## AUFGABE 1:
Welche Zeilen der Datensätze enthalten die Zeichenfolge „gray“? Wähle jede davon aus und gib sie wieder, wobei Groß- und Kleinschreibung zählt.

Ich bekomme gar keine fehlermeldung aber ich werde deinen vorschlag einmal ausprobieren danke


----------



## Fridolin (18. Mai 2004)

Nein, das war es nicht, ich habe das preparedStatement jetzt vor die schleife gesetzt! 
weiß vielleicht wer woran es noch liegen könnte?


----------



## Fridolin (19. Mai 2004)

Bitte kann mir wer ein Beispiel für ein Insert mit Prepared Statements hier hinein schreiben ?


----------



## P3AC3MAK3R (19. Mai 2004)

1. Google-Hit:

http://java.sun.com/docs/books/tutorial/jdbc/basics/prepared.html


----------



## Gast (19. Mai 2004)

Hallo!

Existiert der Datensatz, den Du mit dem Update - Kommando ändern willst bereits ? Mit update kannst Du nämlich nur bestehende Datensätze ändern, aber keine neuen anlegen. Um einen neuen Datensatz anzulegen, musst Du die SQL Insert - Anweisung verwenden: INSERT INTO Film (id) VALUES (?).

Grüsse,
--Alex


----------



## Fridolin (19. Mai 2004)

Ja der Datensatz existiert bereits weil ich meine JTable mit Datensätzen aus der Datenbank zu Beginn fülle
und dann nur noch einen Namen darin ändere und wieder zurückschreiben will. Das ist also nicht der Abfragebereich 
mit WHERE und danke Peacemaker aber mit der sun API hab ich mir mein Prepared Statement aufgebaut 
Es kommen immer Fehlermeldungen wie cant processMouseEvent cant pumpEventForHierarchy aber das liegt an meinem MouseAdapter den kann ich wegschalten aber aber auch ohne kommen so ähnliche ich schreib euch wenn ich zuhause bin und die fehlermeldung sehe


----------



## P3AC3MAK3R (19. Mai 2004)

## AUFGABE 2:
Wie lautet die Stelle im Text über Prepared Statements von „## Gast (19.“ bis „(id) VALUES (?).“, wenn man „Kommando“ gegen „Befehl“ austauscht? Gib sie vollständig wieder.

## GESPEICHERTE DATENSÄTZE:
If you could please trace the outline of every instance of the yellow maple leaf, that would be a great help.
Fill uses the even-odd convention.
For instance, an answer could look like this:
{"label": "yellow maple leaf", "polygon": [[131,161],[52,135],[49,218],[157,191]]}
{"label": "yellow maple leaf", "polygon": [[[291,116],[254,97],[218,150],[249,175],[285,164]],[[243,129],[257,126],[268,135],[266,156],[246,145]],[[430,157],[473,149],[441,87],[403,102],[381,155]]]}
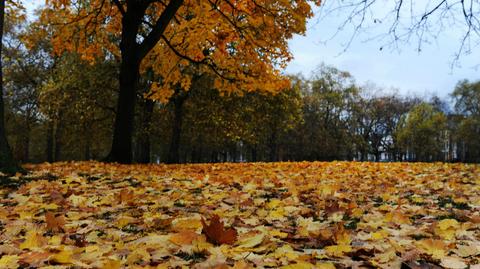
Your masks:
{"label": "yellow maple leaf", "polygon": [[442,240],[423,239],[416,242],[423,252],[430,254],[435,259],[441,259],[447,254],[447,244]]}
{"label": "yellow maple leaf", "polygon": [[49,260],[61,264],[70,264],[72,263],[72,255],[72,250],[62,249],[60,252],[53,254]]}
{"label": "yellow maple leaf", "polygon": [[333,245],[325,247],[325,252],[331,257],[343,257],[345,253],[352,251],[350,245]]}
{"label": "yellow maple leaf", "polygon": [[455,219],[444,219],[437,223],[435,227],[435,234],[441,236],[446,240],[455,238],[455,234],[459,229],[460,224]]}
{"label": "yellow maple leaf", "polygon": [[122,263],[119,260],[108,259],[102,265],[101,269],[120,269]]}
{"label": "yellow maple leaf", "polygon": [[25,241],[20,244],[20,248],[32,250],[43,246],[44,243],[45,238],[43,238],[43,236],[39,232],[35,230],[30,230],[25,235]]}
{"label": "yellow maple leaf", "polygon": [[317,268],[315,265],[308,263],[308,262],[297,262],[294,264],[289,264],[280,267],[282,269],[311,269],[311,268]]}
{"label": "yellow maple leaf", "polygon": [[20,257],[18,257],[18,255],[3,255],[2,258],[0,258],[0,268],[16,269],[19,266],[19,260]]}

---

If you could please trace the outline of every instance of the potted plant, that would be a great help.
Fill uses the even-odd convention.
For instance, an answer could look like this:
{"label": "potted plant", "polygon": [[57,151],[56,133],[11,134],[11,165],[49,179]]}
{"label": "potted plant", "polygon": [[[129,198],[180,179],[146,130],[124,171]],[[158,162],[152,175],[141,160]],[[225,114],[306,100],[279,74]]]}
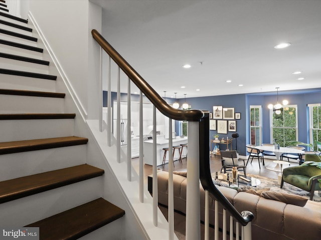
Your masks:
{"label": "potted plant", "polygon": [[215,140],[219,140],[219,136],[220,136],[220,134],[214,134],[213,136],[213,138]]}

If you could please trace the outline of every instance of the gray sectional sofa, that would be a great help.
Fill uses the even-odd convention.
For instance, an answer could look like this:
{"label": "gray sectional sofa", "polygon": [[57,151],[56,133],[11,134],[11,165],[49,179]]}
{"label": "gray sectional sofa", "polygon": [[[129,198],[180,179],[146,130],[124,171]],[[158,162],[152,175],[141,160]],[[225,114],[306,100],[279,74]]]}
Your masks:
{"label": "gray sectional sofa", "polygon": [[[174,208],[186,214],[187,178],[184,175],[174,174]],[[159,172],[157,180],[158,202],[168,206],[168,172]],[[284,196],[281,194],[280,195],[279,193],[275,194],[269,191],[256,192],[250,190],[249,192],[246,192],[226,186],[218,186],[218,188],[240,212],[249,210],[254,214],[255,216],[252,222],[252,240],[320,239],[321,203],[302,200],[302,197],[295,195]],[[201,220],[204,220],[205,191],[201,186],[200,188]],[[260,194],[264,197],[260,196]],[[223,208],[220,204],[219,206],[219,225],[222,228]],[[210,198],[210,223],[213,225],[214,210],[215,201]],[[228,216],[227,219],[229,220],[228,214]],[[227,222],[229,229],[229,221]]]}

* * *

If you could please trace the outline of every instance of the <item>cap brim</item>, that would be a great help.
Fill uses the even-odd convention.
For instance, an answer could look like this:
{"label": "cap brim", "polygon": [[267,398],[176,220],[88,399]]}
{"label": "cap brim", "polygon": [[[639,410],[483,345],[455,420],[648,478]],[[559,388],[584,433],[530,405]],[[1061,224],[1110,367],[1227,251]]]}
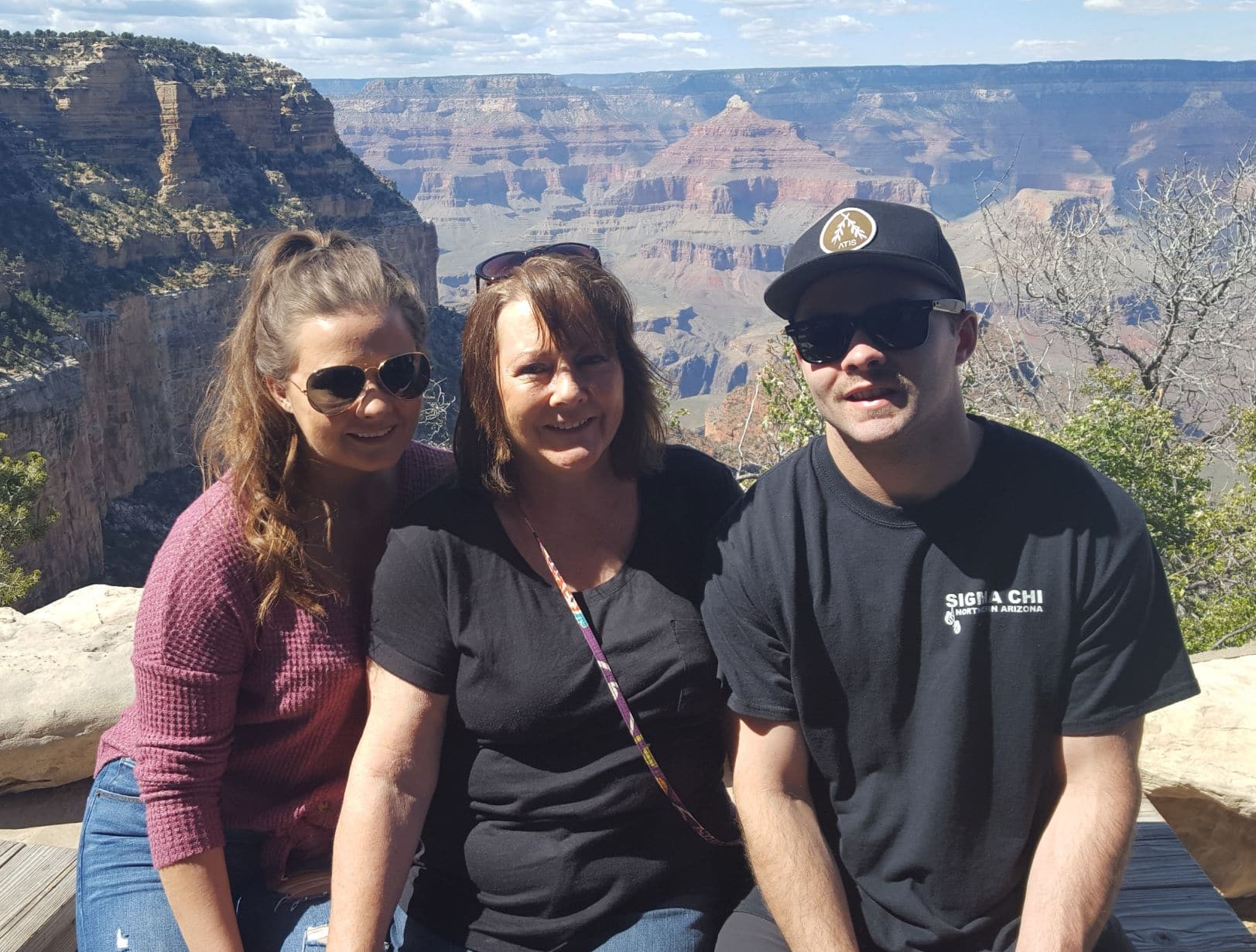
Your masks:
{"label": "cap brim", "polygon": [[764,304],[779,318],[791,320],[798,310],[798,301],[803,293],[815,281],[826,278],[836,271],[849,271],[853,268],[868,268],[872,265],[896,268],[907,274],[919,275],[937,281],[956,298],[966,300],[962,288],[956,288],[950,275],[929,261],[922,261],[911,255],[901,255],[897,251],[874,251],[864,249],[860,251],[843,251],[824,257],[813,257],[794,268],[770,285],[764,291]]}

## KORREKTES ERGEBNIS 1:
If you could please trace the outline of every instance of the gray sectional sofa, that would be a great help.
{"label": "gray sectional sofa", "polygon": [[57,151],[56,133],[11,134],[11,165],[49,179]]}
{"label": "gray sectional sofa", "polygon": [[[129,198],[180,179],[146,130],[124,171]],[[158,162],[152,175],[141,160]],[[225,114],[306,100],[279,74]]]}
{"label": "gray sectional sofa", "polygon": [[[174,208],[186,214],[187,178],[184,175],[174,174]],[[159,172],[157,180],[158,202],[168,206],[168,172]],[[284,196],[281,194],[280,195],[279,193],[275,194],[269,191],[256,192],[250,190],[249,192],[246,192],[226,186],[218,186],[218,188],[240,212],[249,210],[254,214],[255,216],[252,222],[252,240],[320,239],[321,203],[302,200],[302,197],[295,195]],[[201,220],[204,220],[205,191],[201,186],[200,188]],[[260,194],[264,197],[260,196]],[[223,208],[220,204],[219,206],[219,225],[222,228]],[[210,198],[210,223],[213,225],[214,210],[215,201]],[[228,216],[227,219],[229,220],[228,214]],[[227,222],[229,229],[229,221]]]}

## KORREKTES ERGEBNIS 2:
## Gast (19. Mai 2004)

Hallo!

Existiert der Datensatz, den Du mit dem Update - Befehl ändern willst bereits ? Mit update kannst Du nämlich nur bestehende Datensätze ändern, aber keine neuen anlegen. Um einen neuen Datensatz anzulegen, musst Du die SQL Insert - Anweisung verwenden: INSERT INTO Film (id) VALUES (?).